Music Mini Review : Anathema – A Sort of Homecoming (Kscope)
Comme une façon de boucler un tour, lancée par les sorties des derniers Paradise Lost et My Dying Bride, A Sort of Homecoming, concert acoustique enregistré le 7 mars 2015 dans la cathédrale de Liverpool, met en lumière la capacité d’Anathema à refuser le surplace.
Que reste-t-il du Peaceville Three ? A l’aube des 90’s, trois groupes anglais s’imposaient dans le paysage du doomdeath metal. Sous la bannière Peaceville Records, un courant de l’histoire du metal était en train de s’écrire. La légende voulait que l’on imprime une consanguinité entre les groupes ; qu’ils se nourrissaient mutuellement au point de créer une famille symbolique. En vérité, cette association n’existait que dans l’œil du label et celui de la presse, voyant dans la coïncidence de cette émergence, une tentation trop grande d’évoquer la naissance d’un mythe. Les années ont passé, et si les trois groupes occupent toujours l’actualité (hasard du calendrier), ils n’entretiennent plus beaucoup de rapports. Paradise Lost et My Dying Bride ont tous les deux livré deux magnifiques albums de doomdeath mais trop différents pour oser les rapprocher. Et Anathema a quitté les terres du metal depuis longtemps maintenant.
Quelque part, la discographie d’Anathema raconte l’histoire d’un dépouillement, qui trouve un point culminant dans A Sort of Homecoming. Un groupe qui s’est dénanti d’une violence explicite, sans renier les racines d’une musique qui exprime la profondeur d’émotions véhémentes. Seul le son s’est assagi, troquant voix gutturale (Darren White sur les deux premiers albums Serenades et The Silent Enigma) et pesanteur du doom pour les mélodies éthérées de Danny Cavanagh et la voix angélique de son frère Vincent. Parcourir les albums chronologiquement, c’est vivre un glissement progressif vers une intimité rageante où l’on se sent parfois seul face à une musique qui vous prend aux tripes avec plus de violence que n’importe quel album de death ou black metal pourrait le faire. C’est sombrer dans un abîme lumineux, où les rayons du soleil caressent la peau de l’auditeur pour venir poser sa morsure chaude. C’est une introspection où il faut accepter se mettre à nu.
Si l’on peut remarquer plusieurs périodes dans l’existence du groupe, il existe un album charnière. Celui qui a tout fait basculer. Celui qui a signé la fin de l’aventure metal au profit d’un rock progressif (mais jamais démonstratif). A Natural Disaster, septième album des Anglais, est sorti le 3 novembre 2003. Après l’intense tournée promotionnelle qui accompagne A Fine Day to Exit (et déjà un pas vers un rock sombre), Danny Cavanagh accuse un sérieux coup de déprime au point d’envisager son départ pour rejoindre son ex-collègue Duncan Patterson sur Antimatter. Il se ravisera et plongera, tête baissée, dans l’écriture d’un album dont il signera quasi toutes les chansons, seul (sauf une, Balance, coécrit avec son frère Vincent et le batteur John Douglas). Le résultat est un regard intérieur où Danny tente d’exorciser quelques démons avec l’impudeur de ceux qui veulent tout dévoiler. D’une richesse inouïe avec ses mélodies élémentaires et ses arrangements complexes, A Natural Disaster se vit plus qu’il ne s’écoute. Rarement un album n’aura autant reposé sur l’idée de progression sans avoir recours à quelques concepts. Rarement on n’a eu l’occasion d’écouter une musique aussi personnelle.

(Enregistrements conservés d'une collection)
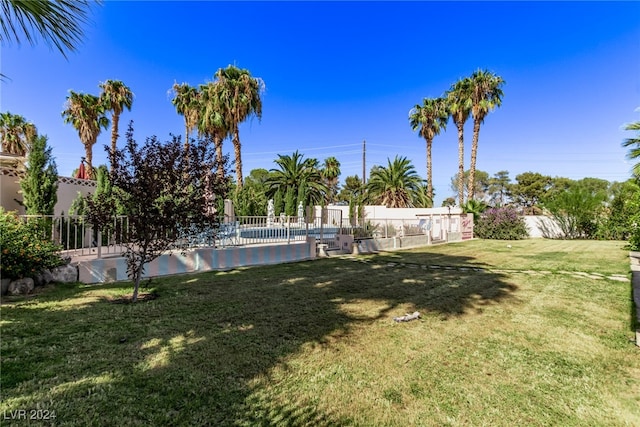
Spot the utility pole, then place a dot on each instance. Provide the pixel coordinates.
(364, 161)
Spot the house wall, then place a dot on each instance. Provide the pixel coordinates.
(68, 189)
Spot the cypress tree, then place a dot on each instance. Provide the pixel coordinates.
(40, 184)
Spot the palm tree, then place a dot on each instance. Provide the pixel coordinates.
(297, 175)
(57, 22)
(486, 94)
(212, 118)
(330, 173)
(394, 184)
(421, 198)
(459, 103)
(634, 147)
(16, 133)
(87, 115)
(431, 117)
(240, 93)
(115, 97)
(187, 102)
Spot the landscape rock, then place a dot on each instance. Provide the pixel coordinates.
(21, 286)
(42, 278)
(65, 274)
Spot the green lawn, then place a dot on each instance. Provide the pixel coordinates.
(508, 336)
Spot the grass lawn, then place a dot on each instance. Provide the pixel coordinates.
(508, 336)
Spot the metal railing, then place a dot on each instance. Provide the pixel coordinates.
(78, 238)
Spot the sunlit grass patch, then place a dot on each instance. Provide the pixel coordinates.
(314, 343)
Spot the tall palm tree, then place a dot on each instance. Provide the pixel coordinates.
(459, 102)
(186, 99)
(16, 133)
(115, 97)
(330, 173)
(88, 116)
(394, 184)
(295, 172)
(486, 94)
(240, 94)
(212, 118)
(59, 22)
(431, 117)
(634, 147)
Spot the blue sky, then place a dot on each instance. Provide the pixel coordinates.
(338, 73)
---
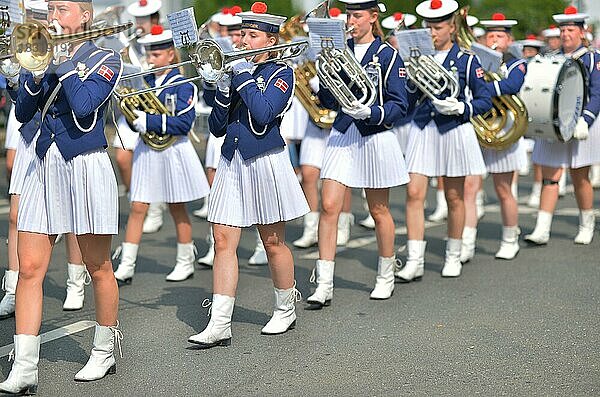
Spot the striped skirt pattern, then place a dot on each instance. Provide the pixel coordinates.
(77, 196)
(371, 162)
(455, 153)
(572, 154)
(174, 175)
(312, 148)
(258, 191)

▶ **EXERCICES À RÉALISER**
1: Recopiez tout le passage du texte sur Anathema, depuis « Music Mini Review » jusqu'à « refuser le surplace. ».
2: Poursuivez le texte sur Anathema à partir de sa dernière phrase.
Ces enregistrements forment un matériau à part, indépendant du texte sur Anathema.

▶ **RÉPONSES PAR EXERCICE**
1:
Music Mini Review : Anathema – A Sort of Homecoming (Kscope)
Comme une façon de boucler un tour, lancée par les sorties des derniers Paradise Lost et My Dying Bride, A Sort of Homecoming, concert acoustique enregistré le 7 mars 2015 dans la cathédrale de Liverpool, met en lumière la capacité d’Anathema à refuser le surplace.

2:
Album charnière mais également album scission. Anathema divorce avec une partie des fans, déçus par l’abandon du metal et se retrouve sans label après la disparition de Music for Nations (après le rachat par Sony BMG). Pour beaucoup, cette longue traversée du désert aurait conduit au split résigné mais le groupe surfe sur l’avènement d’Internet pour construire une économie parallèle et proposer aux auditeurs des chansons sur leur site, moyennant un don de ces derniers. Une façon de survivre, aidé par des tournées régulières.
La résurrection a lieu en 2010. We’re Here Because We’re Here sort et achève la mue des Anglais vers un rock progressif lumineux. Ce changement de style et de ton apporte une seconde jeunesse et semble témoigner d’un groupe apaisé. Les mélodies se sont détachées de la lourdeur du doom pour rejoindre l’atmosphère et ce n’est certainement pas un hasard si la pochette représente un soleil brûlant qui se reflète dans l’eau (le titre de travail de l’album était Horizon). Un artwork qui renvoie aux deux précédents, le suicide de A Fine Day to Exit au bord de la plage, la vision infernale du ciel de A Natural Disaster. Les Anglais sont là, bien présents, arborant un nouveau visage mais n’oubliant pas leur passé. Ils dressent des ponts, de façon thématique comme musicale (Angels Walk Among Us comme une variation de Angelica). Anathema vit une seconde naissance. Pour un groupe proche de la mort, la réplique est magnifique. Et l’emprunt des mots de Eckhart Tolle n’est pas innocent « Death is not the opposite of life. Life has no opposite. The opposite of death is birth. Life is eternal. » (dans l’interlude Presence).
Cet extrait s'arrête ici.